_SELECTED EXTRACT:_
#####
Susan Riley Bartlesville Examiner-Enterprise, Okla.
WWR Article Summary (tl;dr) James and Suze Pinney share a love for craft beers. The couple is now sharing that passion at their new Brewery called "Scissortail Brewing Company."
A 25-year dream came to fruition in January this year when James and Suze Pinney opened the Scissortail Brewing Company on the corner at 623 E. Don Tyler Ave. in Dewey.
Before liquor laws went into effect in 2018 that allowed craft breweries to sell strong, cold beer, James envisioned that he would go into distribution or some other business model. But a taproom filled with people was what he wanted all along.
"I just had a passion for brewing beer, I really love it, always have," James said. "Even on my worst day, I'd rather be doing this than anything else."
Eleven beers on tap, including lagers, pale ales, amber ales, IPAs and stouts, are each James' recipe with their own taste, unique name and background story.
In James' humble opinion, beer is far more complex than wine with all the varieties of grains and barley grown in different climates and regions with malts that can be roasted, toasted or smoked. That's not including hops flowers, all the strains of yeast available and water profiles that are different all around the world.
#####
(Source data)

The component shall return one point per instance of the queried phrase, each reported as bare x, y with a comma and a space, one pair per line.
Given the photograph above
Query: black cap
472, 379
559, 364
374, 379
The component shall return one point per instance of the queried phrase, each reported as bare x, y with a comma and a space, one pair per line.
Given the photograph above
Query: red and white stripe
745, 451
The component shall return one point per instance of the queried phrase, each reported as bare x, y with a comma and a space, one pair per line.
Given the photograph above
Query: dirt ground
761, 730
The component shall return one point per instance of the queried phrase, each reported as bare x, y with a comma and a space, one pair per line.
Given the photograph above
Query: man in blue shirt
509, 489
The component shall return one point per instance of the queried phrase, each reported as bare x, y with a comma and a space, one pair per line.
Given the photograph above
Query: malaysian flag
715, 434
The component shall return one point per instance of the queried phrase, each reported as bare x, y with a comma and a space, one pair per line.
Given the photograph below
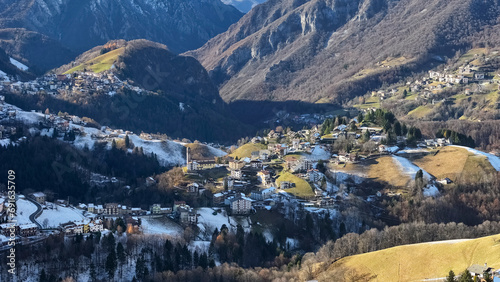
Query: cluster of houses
#####
_ACTIVITIES:_
1: Translate this sentence from the article on Scissortail Brewing Company into Spanish: "But a taproom filled with people was what he wanted all along."
2: From the article on Scissortail Brewing Company, extract the passage starting with "In James' humble" and going on through "around the world.".
These rows come from a source other than the article on Scissortail Brewing Company.

_ANSWERS BY TASK:_
1: Pero un bar de degustación lleno de gente era lo que él siempre había querido.

2:
In James' humble opinion, beer is far more complex than wine with all the varieties of grains and barley grown in different climates and regions with malts that can be roasted, toasted or smoked. That's not including hops flowers, all the strains of yeast available and water profiles that are different all around the world.